# [The request]
Retype exactly the lines from the line with "stone statue, placing" to the end of the data, keeping both boundary lines.

____

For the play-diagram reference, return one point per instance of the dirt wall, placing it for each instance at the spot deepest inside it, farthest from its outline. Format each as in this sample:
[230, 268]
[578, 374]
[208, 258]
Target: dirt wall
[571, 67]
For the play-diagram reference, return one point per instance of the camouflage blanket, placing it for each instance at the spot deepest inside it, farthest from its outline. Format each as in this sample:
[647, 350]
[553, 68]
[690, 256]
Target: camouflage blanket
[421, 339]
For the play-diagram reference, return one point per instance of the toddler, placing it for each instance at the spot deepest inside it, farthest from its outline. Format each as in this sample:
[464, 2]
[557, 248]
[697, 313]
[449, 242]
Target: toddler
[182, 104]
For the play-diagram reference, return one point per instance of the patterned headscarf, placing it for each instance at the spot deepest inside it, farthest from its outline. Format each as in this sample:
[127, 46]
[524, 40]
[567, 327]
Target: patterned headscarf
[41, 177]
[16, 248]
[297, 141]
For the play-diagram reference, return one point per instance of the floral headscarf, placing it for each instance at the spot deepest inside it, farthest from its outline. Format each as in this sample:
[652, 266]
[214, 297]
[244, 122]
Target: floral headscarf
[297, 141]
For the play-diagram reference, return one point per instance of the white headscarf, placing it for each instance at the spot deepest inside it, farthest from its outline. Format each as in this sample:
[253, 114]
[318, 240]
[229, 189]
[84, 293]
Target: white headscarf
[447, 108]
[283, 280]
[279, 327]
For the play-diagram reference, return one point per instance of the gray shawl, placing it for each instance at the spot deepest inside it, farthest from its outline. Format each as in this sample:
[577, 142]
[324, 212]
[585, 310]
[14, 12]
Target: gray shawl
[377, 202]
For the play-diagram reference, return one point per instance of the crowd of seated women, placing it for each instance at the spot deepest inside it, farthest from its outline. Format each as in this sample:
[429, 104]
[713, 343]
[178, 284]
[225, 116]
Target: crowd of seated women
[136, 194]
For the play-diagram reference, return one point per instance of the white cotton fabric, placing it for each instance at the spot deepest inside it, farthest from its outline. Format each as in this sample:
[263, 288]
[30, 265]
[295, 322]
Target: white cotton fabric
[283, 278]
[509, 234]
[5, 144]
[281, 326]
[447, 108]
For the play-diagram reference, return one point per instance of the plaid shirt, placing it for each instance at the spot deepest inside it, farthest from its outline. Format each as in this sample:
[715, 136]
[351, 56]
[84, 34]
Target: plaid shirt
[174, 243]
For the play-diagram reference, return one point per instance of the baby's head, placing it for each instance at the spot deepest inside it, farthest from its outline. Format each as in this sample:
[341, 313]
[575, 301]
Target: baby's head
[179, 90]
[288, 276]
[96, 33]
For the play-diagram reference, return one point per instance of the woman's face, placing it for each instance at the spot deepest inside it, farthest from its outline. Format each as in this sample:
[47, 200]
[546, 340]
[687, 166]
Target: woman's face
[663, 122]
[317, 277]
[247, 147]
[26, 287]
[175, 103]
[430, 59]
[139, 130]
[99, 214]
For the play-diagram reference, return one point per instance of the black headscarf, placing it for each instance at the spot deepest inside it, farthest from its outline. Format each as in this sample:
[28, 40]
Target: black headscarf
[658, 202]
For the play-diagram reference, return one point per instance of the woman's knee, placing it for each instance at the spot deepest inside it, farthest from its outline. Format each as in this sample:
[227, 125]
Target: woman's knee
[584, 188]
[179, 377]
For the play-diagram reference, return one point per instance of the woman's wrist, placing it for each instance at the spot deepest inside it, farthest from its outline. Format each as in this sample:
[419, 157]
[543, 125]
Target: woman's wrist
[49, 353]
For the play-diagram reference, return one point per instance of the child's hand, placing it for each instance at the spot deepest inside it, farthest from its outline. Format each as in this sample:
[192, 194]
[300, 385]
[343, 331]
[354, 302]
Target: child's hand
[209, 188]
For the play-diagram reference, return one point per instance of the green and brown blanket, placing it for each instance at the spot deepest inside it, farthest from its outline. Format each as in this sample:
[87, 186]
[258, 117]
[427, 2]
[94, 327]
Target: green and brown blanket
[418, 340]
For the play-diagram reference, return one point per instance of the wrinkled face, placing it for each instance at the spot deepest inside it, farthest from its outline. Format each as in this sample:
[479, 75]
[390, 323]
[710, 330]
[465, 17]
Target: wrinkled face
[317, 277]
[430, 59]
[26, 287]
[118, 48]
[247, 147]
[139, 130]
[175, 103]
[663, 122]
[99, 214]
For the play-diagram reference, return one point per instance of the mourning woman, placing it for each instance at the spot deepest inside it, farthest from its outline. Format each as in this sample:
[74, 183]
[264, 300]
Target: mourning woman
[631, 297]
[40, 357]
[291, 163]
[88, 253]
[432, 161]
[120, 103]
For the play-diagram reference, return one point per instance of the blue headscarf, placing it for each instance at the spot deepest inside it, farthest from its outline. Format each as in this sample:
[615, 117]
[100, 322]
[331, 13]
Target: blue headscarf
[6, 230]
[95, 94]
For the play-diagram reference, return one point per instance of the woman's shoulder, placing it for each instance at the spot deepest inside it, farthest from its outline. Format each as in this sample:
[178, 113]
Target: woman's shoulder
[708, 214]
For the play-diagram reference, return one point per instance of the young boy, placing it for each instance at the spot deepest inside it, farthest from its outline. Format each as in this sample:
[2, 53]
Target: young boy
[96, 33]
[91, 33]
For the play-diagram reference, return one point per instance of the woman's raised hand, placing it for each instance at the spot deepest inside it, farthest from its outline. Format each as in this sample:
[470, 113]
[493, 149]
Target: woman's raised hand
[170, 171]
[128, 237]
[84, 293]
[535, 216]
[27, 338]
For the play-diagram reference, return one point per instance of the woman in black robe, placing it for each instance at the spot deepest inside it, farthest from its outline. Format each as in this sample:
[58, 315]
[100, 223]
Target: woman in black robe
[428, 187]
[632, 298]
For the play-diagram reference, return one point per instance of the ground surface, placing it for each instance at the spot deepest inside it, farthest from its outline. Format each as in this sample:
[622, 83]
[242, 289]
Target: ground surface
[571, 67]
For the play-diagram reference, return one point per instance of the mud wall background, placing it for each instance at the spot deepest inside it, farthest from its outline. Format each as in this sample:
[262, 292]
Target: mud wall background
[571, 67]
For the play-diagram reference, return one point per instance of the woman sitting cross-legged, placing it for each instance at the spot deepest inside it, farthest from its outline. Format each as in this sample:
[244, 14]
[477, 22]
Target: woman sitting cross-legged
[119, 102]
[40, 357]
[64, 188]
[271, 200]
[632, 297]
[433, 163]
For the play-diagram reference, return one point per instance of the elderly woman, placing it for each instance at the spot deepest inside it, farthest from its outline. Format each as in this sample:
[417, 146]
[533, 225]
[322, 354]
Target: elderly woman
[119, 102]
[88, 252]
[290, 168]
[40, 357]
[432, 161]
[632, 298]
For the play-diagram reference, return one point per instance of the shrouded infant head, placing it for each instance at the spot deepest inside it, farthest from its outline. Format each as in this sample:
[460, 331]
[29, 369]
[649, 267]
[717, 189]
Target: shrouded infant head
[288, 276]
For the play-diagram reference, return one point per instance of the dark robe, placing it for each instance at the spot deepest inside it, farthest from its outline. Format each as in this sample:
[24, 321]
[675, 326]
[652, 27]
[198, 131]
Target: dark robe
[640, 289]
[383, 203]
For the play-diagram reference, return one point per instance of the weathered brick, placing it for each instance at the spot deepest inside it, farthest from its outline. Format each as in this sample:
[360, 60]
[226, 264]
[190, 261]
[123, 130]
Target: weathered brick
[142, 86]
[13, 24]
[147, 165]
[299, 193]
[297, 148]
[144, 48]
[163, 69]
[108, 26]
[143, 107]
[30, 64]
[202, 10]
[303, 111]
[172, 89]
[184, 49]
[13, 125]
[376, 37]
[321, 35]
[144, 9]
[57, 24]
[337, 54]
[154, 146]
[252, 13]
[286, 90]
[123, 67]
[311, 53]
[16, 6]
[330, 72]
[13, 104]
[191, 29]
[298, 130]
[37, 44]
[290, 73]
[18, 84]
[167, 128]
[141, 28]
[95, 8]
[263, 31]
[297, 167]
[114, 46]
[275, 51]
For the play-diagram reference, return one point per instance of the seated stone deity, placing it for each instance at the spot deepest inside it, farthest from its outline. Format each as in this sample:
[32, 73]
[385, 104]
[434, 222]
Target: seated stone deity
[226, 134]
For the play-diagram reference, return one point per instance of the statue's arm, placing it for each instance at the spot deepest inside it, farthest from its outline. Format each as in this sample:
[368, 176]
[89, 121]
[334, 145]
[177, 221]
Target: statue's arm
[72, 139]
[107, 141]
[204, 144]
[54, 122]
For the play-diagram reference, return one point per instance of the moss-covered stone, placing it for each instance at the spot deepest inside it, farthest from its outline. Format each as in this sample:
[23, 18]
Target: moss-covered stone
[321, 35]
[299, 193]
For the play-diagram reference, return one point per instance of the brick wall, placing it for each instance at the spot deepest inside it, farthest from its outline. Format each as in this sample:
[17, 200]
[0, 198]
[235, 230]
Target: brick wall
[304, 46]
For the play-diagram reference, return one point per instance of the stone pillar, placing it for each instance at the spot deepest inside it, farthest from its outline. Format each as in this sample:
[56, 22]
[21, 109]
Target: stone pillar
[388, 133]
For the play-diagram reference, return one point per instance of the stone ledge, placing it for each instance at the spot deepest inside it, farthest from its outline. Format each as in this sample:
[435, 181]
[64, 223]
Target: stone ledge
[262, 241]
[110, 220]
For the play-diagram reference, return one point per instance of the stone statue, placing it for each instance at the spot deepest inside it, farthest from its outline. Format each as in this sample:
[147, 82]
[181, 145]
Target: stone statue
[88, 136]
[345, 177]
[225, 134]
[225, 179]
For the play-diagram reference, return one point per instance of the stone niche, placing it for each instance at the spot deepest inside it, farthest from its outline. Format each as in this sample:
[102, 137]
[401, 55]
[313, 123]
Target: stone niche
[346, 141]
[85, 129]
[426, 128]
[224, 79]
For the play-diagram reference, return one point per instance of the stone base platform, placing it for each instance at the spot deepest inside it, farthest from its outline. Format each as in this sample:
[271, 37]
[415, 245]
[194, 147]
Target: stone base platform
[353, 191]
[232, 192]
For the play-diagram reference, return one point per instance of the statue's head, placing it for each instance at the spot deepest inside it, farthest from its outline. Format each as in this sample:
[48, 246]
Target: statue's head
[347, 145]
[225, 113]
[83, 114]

____

# [Solution to the problem]
For the play-diagram reference, return one point per instance of the stone statue, placing it for each instance at the spot deepest inside it, farthest from its outline. Format each as in this sample:
[147, 82]
[181, 145]
Target: stone statue
[88, 136]
[345, 177]
[225, 134]
[225, 179]
For the play-diagram reference, return one point per instance of the stone niche, placing it for each instance at the spot deepest inside it, farthest from its outline. Format each as in this sample:
[102, 137]
[401, 55]
[313, 123]
Target: stone niche
[346, 141]
[85, 129]
[426, 128]
[224, 79]
For the play-diagram reference, return one point per instance of the stone base platform, placing it for each instance at the spot deepest inside it, farthest from its outline. Format each as in this sample:
[271, 37]
[415, 245]
[194, 147]
Target: stone base platform
[353, 191]
[232, 192]
For the play-diagram reference, return one point per instance of the statue's head, placing it for each instance at the spot deepest inside it, farthest from its outline. Format each as in this sample:
[48, 246]
Target: statue's head
[347, 145]
[225, 113]
[83, 114]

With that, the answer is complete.